DATA TO PROCESS Start Marker

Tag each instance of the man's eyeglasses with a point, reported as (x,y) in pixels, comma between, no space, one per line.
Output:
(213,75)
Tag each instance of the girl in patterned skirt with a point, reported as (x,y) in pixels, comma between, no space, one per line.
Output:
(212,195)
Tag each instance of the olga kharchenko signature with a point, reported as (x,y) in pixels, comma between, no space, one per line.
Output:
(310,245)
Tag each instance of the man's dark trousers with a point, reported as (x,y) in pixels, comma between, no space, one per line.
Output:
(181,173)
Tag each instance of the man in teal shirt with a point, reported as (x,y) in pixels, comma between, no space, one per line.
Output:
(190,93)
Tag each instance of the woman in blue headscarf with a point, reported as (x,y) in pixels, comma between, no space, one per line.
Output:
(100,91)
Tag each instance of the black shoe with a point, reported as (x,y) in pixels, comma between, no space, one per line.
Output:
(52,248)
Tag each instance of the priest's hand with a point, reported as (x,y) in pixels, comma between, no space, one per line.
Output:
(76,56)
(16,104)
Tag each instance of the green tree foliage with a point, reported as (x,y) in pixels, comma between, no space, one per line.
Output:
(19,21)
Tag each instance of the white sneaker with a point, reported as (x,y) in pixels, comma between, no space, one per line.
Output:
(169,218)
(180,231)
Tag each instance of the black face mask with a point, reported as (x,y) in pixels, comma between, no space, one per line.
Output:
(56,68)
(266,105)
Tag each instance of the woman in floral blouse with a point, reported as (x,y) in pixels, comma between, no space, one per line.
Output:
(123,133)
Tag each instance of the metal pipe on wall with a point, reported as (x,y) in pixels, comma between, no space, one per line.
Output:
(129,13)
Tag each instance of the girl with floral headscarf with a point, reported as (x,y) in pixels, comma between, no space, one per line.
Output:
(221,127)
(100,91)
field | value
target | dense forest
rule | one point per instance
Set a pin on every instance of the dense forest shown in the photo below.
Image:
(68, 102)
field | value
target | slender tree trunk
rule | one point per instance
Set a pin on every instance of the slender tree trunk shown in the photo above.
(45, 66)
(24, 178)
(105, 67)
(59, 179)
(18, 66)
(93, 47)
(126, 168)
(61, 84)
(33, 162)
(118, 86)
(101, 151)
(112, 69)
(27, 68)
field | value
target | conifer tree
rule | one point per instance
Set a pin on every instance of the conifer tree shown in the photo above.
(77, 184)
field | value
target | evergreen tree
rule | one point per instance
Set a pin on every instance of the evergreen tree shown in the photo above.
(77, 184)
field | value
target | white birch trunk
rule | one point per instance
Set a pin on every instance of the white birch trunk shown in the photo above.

DATA TO PROCESS End Marker

> [ASSIGNMENT]
Your reply should consist of all the records, restated exactly.

> [ANSWER AREA]
Tag each instance of the man's eyeglasses with a point, reported as (x,y) in pixels, comma between, no space, one per line.
Output:
(213,75)
Tag each instance of the girl in patterned skirt with a point, reported as (x,y) in pixels, comma between, no space, one per line.
Output:
(212,195)
Tag each instance of the olga kharchenko signature with a point, reported as (x,y) in pixels, comma between, no space, one per line.
Output:
(310,245)
Tag each instance of the man's dark trousers with a point, reported as (x,y) in pixels, comma between, no space, one per line.
Output:
(181,173)
Tag each instance of the man in teal shirt with a point, reported as (x,y) in pixels, comma between, no space, one per line.
Output:
(190,93)
Tag each instance of the woman in blue headscarf with a point, reported as (x,y) in pixels, comma between, no space, one per line.
Output:
(100,91)
Tag each instance of the black shoe with a point, reported as (x,y) in pixels, comma between, no space, one per line.
Output:
(52,248)
Tag each instance of the priest's hand with a point, reported as (x,y) in pixels, comma between, no space, one per line.
Output:
(76,56)
(16,104)
Tag each instance of the green tree foliage with a point, reported as (x,y) in pixels, comma between, no space, one per line.
Output:
(19,21)
Tag each instance of the white sneaker with a point, reported as (x,y) in pixels, comma between, no space, one per line.
Output:
(169,218)
(180,231)
Tag each instance of the black face mask with a point, reported as (x,y) in pixels, comma between, no space, one per line.
Output:
(56,68)
(266,105)
Tag each instance of the woman in floral blouse with a point, reported as (x,y) in pixels, comma between, no space, one per line.
Output:
(123,133)
Tag each instance of the metal pipe on wall with a point, reported as (x,y) in pixels, comma between, no space, one per line.
Output:
(129,13)
Tag each instance of the girl with floral headscarf with a point, reported as (x,y) in pixels, comma between, no space, one per line.
Output:
(221,127)
(100,91)
field | value
target | dense forest
rule | one point per instance
Set a pin on every instance of the dense forest shown in the photo below.
Image:
(68, 102)
field | value
target | slender tree trunk
rule | one point per instance
Set a pin on every instance of the slender tree trunk shown in the photo above.
(45, 66)
(24, 178)
(105, 67)
(59, 179)
(18, 66)
(93, 47)
(126, 168)
(61, 84)
(33, 162)
(118, 86)
(101, 151)
(112, 69)
(27, 68)
field | value
target | conifer tree
rule | one point per instance
Set a pin on every instance of the conifer tree shown in the photo above.
(77, 184)
field | value
target | evergreen tree
rule | one point per instance
Set a pin on every instance of the evergreen tree shown in the photo above.
(77, 184)
field | value
target | white birch trunk
rule | one point per instance
Set a pin on every instance of the white birch trunk shown in the photo above.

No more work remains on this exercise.